▶ _Short problem A_:
Answer these from the XGBoost training notebook:
(i) What instance type does the training job use?
(ii) What value is num_round set to?
(iii) According to the notebook, what does model registration let you do?
▶ _Short problem B_: Pick up the XGBoost training notebook right after its last line and keep writing it.

▶ _Passage to read_:

++++++++

This is where you can change XGBoost training mode from Classification `'binary:logistic'` to Regression `'reg:linear'`

In [None]:
with mlflow.start_run(
    run_name=f"{RUN_NAME_PREFIX}-{datetime.now().strftime('%y-%m-%d-%H-%M-%s')}",
    description="training in the notebook with a training job"
) as run:
    estimator = sagemaker.estimator.Estimator(
        container,
        role, 
        instance_count=1, 
        instance_type='ml.m4.xlarge',
        output_path=f"s3://{working_bucket}/training-jobs/output",
        sagemaker_session=session
    )
    # xgboost set HPs
    estimator.set_hyperparameters(
        max_depth=5,
        eta=0.2,
        gamma=4,
        min_child_weight=6,
        subsample=0.8,
        silent=0,
        objective='binary:logistic',
        num_round=100
    )
    training_inputs = {
        'train': s3_input_train, 
        'validation': s3_input_validation
    }
    mlflow.log_params(estimator.hyperparameters())
    
    estimator.fit(training_inputs)

    mlflow.log_param("training job name", estimator.latest_training_job.name)
    mlflow.log_metrics(
        {
            i['metric_name'].replace(':', '_'): i['value'] 
            for i in estimator.training_job_analytics.dataframe().iloc
        }
    )

## Register Model

Model Registration is an important component - allows you to track your Model as versioned artifacts - making it easier for deployment

In [None]:
def get_or_create_model_package_group(sm_client, model_package_group_name, description):
    try:
        response = sm_client.describe_model_package_group(ModelPackageGroupName=model_package_group_name)
        print(f"ModelPackageGroup '{model_package_group_name}' already exists.")

++++++++

▶ _Information shown_:
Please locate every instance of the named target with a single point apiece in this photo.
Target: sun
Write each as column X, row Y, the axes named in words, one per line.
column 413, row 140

++++++++

▶ _Task response A_:
(i) ml.m4.xlarge
(ii) 100
(iii) Track your model as versioned artifacts, which makes deployment easier.

▶ _Task response B_:
    except botocore.exceptions.ClientError as error:
        if error.response['Error']['Code'] == 'ValidationException':
            response = sm_client.create_model_package_group(
                ModelPackageGroupName=model_package_group_name,
                ModelPackageGroupDescription=description
            )
            print(f"Created ModelPackageGroup '{model_package_group_name}'.")
        else:
            raise  # Reraise unexpected exceptions

    return response['ModelPackageGroupArn'], model_package_group_name

# Usage
model_package_group_arn, model_package_group_name = get_or_create_model_package_group(
    sm_client,
    model_package_group_name='example-xgboost-object-detection',
    description='A collection of versioned models for XGBoost for example data'
)

In [None]:
estimator.register(
    content_types=['application/json'],
    response_types=['application/json'],
    inference_instances=['ml.m4.xlarge', 'ml.m5.xlarge'],
    transform_instances=['ml.m4.xlarge', 'ml.m5.xlarge'],
    model_package_group_name=model_package_group_name,
    domain="MACHINE_LEARNING",
    task="CLASSIFICATION",
    framework="XGBOOST",
    framework_version="1.7.1",
    nearest_model_name="xgboost-classifier"
)